> [What the exercise asks]: Each entry below is to be printed verbatim.
____
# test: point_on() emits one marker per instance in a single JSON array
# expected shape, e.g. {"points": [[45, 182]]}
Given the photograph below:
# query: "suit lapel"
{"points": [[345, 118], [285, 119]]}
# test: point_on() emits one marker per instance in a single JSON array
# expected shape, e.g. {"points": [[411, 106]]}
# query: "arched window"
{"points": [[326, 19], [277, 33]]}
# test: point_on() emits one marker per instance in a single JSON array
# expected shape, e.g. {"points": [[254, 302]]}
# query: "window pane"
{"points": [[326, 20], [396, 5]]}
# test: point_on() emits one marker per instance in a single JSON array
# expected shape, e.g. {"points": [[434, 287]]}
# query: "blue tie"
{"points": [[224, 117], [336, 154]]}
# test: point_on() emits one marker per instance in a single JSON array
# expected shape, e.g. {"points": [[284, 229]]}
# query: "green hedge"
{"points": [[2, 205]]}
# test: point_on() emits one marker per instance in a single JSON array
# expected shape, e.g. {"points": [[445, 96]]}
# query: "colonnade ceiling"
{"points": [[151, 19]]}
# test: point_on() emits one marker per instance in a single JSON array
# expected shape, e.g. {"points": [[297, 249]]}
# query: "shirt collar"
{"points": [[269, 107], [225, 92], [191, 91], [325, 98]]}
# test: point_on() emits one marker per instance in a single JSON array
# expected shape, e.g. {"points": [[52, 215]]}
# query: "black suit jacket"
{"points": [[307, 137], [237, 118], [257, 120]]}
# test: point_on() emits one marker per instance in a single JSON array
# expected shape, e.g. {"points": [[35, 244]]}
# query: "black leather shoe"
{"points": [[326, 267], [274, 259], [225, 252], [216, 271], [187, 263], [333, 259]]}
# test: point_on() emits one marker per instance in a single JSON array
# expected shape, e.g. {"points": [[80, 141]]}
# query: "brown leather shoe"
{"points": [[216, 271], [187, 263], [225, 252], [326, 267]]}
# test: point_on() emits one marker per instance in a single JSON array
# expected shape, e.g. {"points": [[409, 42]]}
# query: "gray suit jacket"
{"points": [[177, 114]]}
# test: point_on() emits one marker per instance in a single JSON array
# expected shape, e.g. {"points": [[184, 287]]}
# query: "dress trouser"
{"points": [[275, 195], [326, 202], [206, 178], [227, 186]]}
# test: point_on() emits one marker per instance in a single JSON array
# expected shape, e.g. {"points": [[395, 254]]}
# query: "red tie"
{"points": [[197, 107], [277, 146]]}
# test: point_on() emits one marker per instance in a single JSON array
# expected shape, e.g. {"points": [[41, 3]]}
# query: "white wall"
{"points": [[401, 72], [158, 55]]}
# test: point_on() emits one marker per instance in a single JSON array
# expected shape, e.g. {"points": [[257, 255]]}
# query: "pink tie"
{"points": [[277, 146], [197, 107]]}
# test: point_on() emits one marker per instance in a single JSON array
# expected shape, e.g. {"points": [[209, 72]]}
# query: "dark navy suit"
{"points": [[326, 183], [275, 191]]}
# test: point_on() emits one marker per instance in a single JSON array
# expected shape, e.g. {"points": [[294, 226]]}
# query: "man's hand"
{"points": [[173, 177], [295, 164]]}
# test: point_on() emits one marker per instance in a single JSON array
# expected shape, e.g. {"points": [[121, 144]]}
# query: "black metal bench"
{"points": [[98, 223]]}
____
> [Result of the task]:
# test: point_on() emits one marker per instance in a single JSON array
# expected shape, e.g. {"points": [[45, 182]]}
Given the photograph below:
# query: "suit lapel"
{"points": [[345, 118], [285, 119]]}
# test: point_on() emits one marker per instance in a single JSON array
# expected shape, e.g. {"points": [[411, 106]]}
# query: "arched window"
{"points": [[326, 19], [277, 33]]}
# test: point_on() emits one marker per instance in a single JSON array
# expected shape, e.g. {"points": [[254, 302]]}
# query: "window pane"
{"points": [[326, 20], [396, 5]]}
# test: point_on() emits one marker per instance in a single JSON array
# expected shape, e.g. {"points": [[434, 287]]}
# query: "blue tie"
{"points": [[224, 117], [336, 154]]}
# test: point_on() emits one marker per instance in a single JSON array
# expected shape, e.g. {"points": [[284, 229]]}
# query: "green hedge"
{"points": [[2, 205]]}
# test: point_on() emits one marker per instance in a single JSON array
# expected shape, e.g. {"points": [[445, 96]]}
# query: "colonnade ceiling"
{"points": [[151, 19]]}
# test: point_on() emits one marker per instance in a single JSON array
# expected shape, e.g. {"points": [[297, 249]]}
# query: "shirt collar"
{"points": [[269, 107], [225, 92], [191, 91], [325, 98]]}
# test: point_on() emits one marker per instance in a single JSON array
# expected shape, e.g. {"points": [[52, 215]]}
# query: "black suit jacket"
{"points": [[307, 137], [237, 118], [257, 120]]}
# test: point_on() emits one marker per instance in a single JSON array
# expected shape, e.g. {"points": [[35, 244]]}
# query: "black leather shoe"
{"points": [[326, 267], [274, 259], [225, 252], [216, 271], [187, 263], [333, 259]]}
# test: point_on() emits one marker per instance in a single JSON array
# expected shape, e.g. {"points": [[80, 141]]}
# query: "brown leather shoe"
{"points": [[216, 271], [187, 263], [225, 252], [326, 267]]}
# test: point_on() emits one marker per instance in a single JSON array
# expected shape, e.g. {"points": [[409, 42]]}
# query: "gray suit jacket"
{"points": [[177, 114]]}
# test: point_on() emits one marker per instance in a single JSON array
# expected shape, e.g. {"points": [[184, 287]]}
# query: "dress trouser"
{"points": [[275, 195], [326, 202], [206, 178], [227, 186]]}
# test: point_on() emits one marker per instance in a single JSON array
# expected shape, e.g. {"points": [[395, 254]]}
# query: "red tie"
{"points": [[197, 107], [277, 146]]}
# test: point_on() emits one marker per instance in a single JSON array
# expected shape, e.g. {"points": [[41, 3]]}
# query: "white wall"
{"points": [[401, 72], [158, 55]]}
# test: point_on() emits one marker per instance in a single JSON array
# expected shape, e.g. {"points": [[257, 255]]}
# query: "pink tie"
{"points": [[277, 146], [197, 107]]}
# test: point_on() emits one marker per instance in a single JSON array
# expected shape, e.g. {"points": [[209, 72]]}
# query: "dark navy suit"
{"points": [[326, 183], [275, 191]]}
# test: point_on() emits one marker per instance in a single JSON array
# expected shape, e.g. {"points": [[294, 226]]}
# query: "man's hand"
{"points": [[173, 177], [295, 164]]}
# test: point_on() emits one marker per instance in a single JSON array
# expected shape, e.g. {"points": [[121, 144]]}
# query: "black metal bench"
{"points": [[98, 223]]}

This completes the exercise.